## GIVEN PROBLEM:
Which lines in the items below contain the word "woman"? Return each of those lines in full.
* START DATA EXCERPTS *
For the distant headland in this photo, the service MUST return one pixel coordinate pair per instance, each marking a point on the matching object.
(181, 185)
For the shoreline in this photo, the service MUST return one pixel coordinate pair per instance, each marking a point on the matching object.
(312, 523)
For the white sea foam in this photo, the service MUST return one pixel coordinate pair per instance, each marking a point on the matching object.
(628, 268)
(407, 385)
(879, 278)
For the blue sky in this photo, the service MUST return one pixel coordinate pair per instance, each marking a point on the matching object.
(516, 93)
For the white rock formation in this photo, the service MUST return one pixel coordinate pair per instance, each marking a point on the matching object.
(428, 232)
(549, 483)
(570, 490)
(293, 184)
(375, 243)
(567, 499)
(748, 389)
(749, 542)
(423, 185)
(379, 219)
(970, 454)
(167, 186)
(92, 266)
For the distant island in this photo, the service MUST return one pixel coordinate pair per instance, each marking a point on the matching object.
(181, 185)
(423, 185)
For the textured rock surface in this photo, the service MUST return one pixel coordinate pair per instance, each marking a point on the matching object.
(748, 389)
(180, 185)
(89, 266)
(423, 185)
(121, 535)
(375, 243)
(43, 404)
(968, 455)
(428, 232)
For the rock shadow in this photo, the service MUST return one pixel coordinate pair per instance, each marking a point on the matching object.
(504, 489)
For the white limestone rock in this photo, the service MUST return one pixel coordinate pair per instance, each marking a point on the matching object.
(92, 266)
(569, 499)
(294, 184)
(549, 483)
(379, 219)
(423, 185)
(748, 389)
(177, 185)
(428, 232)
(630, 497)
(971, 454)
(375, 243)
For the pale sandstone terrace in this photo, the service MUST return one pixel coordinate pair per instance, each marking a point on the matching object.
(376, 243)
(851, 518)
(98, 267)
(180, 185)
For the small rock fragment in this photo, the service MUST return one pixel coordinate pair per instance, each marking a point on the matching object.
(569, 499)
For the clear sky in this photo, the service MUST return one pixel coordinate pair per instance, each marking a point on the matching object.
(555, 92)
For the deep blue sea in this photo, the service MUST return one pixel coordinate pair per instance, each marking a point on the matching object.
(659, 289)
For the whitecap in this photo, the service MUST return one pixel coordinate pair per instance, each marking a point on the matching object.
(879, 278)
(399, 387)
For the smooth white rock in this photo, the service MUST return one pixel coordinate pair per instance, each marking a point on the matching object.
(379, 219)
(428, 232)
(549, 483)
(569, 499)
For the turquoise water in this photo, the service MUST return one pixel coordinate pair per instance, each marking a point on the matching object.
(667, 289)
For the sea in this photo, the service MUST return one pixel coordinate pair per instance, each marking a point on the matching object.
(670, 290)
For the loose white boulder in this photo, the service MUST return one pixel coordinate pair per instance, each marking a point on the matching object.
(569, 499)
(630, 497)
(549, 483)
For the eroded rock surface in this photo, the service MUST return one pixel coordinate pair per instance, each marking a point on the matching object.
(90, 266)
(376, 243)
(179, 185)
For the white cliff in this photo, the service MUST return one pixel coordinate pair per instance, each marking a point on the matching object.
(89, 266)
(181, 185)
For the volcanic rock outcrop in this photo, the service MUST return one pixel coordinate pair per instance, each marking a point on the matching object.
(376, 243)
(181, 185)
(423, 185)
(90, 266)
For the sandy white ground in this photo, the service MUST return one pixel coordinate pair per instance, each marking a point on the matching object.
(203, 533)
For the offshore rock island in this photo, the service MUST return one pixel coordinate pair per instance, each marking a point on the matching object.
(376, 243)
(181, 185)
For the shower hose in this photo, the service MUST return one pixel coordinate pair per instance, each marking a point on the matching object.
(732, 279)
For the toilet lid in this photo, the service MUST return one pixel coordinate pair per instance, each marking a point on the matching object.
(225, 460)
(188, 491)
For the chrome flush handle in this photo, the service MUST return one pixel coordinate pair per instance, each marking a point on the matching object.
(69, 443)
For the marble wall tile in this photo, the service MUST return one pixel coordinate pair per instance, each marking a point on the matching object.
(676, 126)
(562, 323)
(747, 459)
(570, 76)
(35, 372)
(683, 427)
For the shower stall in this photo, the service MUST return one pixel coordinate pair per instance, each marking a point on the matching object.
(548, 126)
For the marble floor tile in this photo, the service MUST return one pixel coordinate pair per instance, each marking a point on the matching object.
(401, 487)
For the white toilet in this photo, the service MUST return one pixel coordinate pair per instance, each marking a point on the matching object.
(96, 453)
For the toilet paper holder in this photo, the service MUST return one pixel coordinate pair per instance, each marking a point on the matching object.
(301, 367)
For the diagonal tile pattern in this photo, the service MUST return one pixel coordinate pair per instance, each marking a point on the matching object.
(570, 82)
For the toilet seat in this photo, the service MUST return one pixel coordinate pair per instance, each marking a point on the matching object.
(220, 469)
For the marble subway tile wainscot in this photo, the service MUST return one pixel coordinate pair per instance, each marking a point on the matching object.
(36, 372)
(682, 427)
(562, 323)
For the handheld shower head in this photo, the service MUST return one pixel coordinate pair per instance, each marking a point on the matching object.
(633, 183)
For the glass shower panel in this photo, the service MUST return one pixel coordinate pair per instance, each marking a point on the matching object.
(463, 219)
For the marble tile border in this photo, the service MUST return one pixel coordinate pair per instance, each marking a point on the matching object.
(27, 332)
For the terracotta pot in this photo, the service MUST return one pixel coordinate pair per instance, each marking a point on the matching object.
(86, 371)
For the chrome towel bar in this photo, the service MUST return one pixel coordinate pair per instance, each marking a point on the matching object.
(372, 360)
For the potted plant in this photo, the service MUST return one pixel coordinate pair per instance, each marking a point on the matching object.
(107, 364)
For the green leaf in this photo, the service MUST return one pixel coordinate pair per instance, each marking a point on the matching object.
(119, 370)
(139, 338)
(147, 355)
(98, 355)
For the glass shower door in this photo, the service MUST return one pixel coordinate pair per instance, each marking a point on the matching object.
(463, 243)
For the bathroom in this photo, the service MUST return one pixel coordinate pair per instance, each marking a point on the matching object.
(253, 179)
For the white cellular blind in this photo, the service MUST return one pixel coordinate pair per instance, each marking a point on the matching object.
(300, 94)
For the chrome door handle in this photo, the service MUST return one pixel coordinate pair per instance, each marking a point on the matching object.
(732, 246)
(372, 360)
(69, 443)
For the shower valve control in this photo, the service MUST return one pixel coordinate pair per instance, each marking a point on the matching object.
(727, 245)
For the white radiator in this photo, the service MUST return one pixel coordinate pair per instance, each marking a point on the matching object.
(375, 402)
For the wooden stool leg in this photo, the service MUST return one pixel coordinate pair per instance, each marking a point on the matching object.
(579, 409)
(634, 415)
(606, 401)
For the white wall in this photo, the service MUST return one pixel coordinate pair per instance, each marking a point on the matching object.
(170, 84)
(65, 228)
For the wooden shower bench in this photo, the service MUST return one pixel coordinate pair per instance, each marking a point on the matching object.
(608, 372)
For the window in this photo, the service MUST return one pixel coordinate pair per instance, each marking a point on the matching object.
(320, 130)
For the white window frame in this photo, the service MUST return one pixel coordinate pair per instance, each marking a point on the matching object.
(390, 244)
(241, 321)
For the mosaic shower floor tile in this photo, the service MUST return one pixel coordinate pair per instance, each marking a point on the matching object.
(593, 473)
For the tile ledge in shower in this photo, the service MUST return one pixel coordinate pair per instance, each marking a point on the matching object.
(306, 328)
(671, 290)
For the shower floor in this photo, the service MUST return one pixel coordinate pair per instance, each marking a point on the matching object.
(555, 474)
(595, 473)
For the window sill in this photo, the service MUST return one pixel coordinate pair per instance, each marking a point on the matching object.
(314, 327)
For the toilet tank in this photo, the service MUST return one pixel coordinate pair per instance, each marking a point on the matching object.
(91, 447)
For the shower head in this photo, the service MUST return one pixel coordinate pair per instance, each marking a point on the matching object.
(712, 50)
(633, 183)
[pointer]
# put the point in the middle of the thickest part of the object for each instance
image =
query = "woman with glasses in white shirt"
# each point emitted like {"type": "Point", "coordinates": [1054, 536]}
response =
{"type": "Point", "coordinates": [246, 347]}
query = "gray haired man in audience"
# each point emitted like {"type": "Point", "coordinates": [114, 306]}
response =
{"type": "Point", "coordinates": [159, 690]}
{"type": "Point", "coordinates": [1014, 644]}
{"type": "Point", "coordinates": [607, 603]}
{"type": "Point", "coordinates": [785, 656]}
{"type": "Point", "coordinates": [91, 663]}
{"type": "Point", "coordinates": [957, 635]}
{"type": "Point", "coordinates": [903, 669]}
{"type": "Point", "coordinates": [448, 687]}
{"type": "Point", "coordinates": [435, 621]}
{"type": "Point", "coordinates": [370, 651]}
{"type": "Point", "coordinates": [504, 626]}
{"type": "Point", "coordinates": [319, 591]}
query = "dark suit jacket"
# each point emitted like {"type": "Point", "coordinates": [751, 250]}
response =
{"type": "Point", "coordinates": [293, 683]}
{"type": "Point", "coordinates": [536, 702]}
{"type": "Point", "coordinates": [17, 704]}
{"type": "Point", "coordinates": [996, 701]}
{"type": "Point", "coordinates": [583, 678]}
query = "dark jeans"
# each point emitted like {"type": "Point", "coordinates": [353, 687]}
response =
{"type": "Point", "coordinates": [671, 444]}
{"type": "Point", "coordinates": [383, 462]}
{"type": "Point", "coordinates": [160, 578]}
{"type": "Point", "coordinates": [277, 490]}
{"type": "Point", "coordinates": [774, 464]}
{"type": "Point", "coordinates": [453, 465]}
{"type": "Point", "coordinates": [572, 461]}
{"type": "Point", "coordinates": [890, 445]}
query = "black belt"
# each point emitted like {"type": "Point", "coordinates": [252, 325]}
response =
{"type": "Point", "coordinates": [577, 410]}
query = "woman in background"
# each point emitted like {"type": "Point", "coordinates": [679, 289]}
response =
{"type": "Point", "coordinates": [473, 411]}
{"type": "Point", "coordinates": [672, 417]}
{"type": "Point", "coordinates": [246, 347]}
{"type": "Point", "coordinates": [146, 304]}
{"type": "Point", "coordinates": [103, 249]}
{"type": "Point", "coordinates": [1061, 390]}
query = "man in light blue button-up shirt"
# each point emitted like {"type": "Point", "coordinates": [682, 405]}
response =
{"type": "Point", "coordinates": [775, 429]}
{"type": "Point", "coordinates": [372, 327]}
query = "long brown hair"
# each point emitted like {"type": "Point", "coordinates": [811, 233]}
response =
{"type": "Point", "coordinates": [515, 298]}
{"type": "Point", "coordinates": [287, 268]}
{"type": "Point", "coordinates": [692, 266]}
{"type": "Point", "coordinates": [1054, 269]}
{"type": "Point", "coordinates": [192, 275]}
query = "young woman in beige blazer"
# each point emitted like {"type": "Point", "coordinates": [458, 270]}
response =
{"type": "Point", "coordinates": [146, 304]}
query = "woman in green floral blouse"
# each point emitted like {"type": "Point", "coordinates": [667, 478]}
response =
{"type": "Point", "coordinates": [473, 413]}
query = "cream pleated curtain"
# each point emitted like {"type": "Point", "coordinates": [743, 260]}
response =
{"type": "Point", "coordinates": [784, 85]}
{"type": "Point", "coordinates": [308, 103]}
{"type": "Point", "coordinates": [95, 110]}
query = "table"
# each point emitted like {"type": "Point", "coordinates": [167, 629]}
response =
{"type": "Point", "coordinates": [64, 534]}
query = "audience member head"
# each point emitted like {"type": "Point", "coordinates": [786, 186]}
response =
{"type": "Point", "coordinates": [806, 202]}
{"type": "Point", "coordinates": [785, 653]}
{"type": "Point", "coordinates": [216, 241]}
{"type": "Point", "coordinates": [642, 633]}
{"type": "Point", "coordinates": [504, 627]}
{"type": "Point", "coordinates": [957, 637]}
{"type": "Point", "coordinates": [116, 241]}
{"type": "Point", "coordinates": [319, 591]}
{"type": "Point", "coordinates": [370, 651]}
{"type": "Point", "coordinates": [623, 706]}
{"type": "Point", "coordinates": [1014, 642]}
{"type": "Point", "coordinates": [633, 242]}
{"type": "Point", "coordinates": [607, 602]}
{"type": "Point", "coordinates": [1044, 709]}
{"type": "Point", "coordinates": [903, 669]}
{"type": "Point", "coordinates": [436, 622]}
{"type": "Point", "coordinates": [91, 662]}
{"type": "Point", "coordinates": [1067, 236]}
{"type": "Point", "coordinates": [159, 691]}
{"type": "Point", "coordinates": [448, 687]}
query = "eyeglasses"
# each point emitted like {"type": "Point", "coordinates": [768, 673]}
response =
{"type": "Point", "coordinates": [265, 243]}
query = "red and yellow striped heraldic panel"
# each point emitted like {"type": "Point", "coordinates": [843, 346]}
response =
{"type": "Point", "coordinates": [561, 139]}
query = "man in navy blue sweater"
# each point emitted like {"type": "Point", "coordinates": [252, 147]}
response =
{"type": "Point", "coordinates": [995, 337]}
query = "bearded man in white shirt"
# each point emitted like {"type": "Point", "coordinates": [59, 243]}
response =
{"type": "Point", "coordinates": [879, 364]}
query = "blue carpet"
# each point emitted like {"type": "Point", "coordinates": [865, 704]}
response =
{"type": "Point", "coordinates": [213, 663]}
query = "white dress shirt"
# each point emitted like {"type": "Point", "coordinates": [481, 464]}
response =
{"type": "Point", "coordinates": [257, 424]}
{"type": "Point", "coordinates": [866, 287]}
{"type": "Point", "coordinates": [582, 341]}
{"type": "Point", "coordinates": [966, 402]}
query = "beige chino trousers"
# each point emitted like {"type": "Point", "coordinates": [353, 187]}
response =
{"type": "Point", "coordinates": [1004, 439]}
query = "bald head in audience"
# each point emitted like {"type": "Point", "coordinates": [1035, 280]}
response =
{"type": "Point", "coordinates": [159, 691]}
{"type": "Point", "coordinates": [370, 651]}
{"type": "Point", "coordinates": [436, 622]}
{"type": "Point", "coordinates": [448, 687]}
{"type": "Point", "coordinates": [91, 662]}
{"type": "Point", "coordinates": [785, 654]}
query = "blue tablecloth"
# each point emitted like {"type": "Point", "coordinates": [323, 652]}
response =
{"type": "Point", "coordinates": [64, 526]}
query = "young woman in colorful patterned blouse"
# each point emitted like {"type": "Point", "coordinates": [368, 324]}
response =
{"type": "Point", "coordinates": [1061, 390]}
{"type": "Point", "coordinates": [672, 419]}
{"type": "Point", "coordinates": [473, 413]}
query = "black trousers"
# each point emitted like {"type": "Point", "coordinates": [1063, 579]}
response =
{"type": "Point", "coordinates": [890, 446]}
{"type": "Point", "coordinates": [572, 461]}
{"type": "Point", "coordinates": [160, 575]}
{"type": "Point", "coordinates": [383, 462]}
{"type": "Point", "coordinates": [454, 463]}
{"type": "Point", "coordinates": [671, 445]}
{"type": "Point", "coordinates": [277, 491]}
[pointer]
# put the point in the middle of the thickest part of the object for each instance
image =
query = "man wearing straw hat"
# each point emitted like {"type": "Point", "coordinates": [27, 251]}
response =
* END DATA EXCERPTS *
## ANSWER:
query = "woman with glasses in white shirt"
query = "woman in background"
query = "young woman in beige blazer"
query = "woman in green floral blouse"
query = "young woman in colorful patterned blouse"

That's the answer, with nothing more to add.